**PARTS OF THE EXERCISE:**
1. Reproduce the portion of the siphon forum thread from "Yes, that is" up to and including "a continuous siphon.".
2. Using the siphon forum thread, answer each question briefly:
(a) What size and type of tubing does dogman say will give plenty of flow in his case?
(b) What solution does BryceM call elegant if drilling the tank is an option?
(c) Below what flow rate does Charlutz say small bubbles accumulate inside the siphon tube?

**PAGE TEXT:**
# Siphon



## dogman (Aug 2, 2006)

I have looked around on the net and found a few designs of DIY continuous siphons, none of which I like the looks of. I have an idea of how one might be made and was hoping to receive some feedback from someone that might know a little more about fluid dynamics than I do. The design is very simple and I believe that the diagram is self explanatory. I am thinking it could be made of any size tubing and in my case 1/2” pvc will give plenty of flow. What do you think, will this work or am I missing something. 
Note: Good only for very slow flow ie. continuous water change, in my situation.


----------



## hoppycalif (Apr 7, 2005)

I'm not sure what the goal is for this. Is it intended to maintain the level of the water in the tank?


----------



## dogman (Aug 2, 2006)

Yes, that is right the goal is to maintain the desired level of water in the tank. I have a very limited amount of space to work with behind the aquarium and I am just looking for the least obtrusive way to create a continuous siphon.


----------



## schaadrak (Aug 18, 2006)

If you're going to be adding new water to the tank and want the water carried away at the same rate, an over flow is going to be your best bet. Trying to balance the input of water with the out-take of the siphon is going to take a lot of work and if just one thing goes wrong, the tank can be in serious trouble from being too low (which will break the siphon eventually) or over flowing.

You just need to add an overflow box around the intake and ouput of your siphon and have the drain come throught the bottom of the output box at a point thats higher than the siphon ends.

Like this:










When the water in the tank rises and falls into the overflow (1) it raises the level inside the box (2), which forces water up into the siphon (3) and into the box outside of the tank. When that level raises enough, it flows into the drain (4).

If the flow is low enough, you could probably get away with just using larger diamter pipes for the "boxes" if you're that pressed for space.

I hope I explained that well enough to make sense.


----------



## BryceM (Nov 6, 2005)

If drilling the tank is an option, a bulkhead is an elegant solution. Nice & simple.


----------



## Charlutz (Oct 17, 2006)

Hi, I am new to the forum. First post in fact. I am a fish guy looking to add plants to my tanks. But I have experience with overflows and sumps so thought I'd chime in. If the goal is to maintain a specific tank level under minimal pump inflow, like a continuous fill setup, then drilling the tank is your best bet because it does not rely on a siphon. Overflow boxes with siphon designs are great (my setup uses one) but the one 'flaw' they have is that under low flow rates, like less than 300 gph, small bubbles will accumulate inside the siphon tube. The flow rate is not strong enough to push them through and when enough accumulate, the siphon will break and the overflow will stop draining. There are measures against this - like monitoring the siphon and sucking out the bubbles, increasing the pump flow to 'blow' them through, or using smaller sized siphon tubes to get a higher flow rate, but there are potentials for a breakdown. If you are using an overflow in a continuous topoff system, drilling the tank is a much better solution as gravity is immune to bubbles.  The siphon overflow boxes work much better when used with a sump system where the flow rate is practically unlimited since it is a closed system.


----------



## bpimm (Jun 12, 2006)

**DATASET EXCERPT:**
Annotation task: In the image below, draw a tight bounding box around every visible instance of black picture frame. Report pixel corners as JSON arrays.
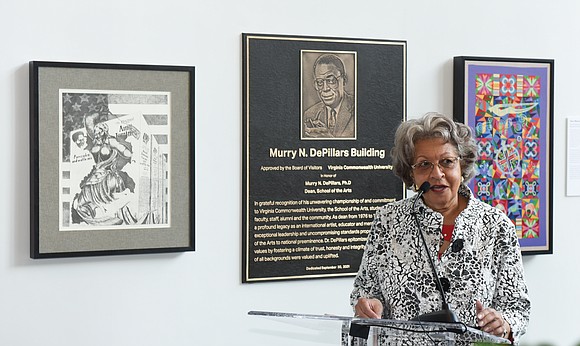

**ANSWERS IN ORDER:**
1.
Yes, that is right the goal is to maintain the desired level of water in the tank. I have a very limited amount of space to work with behind the aquarium and I am just looking for the least obtrusive way to create a continuous siphon.

2.
(a) 1/2” PVC tubing.
(b) A bulkhead.
(c) Less than 300 gph.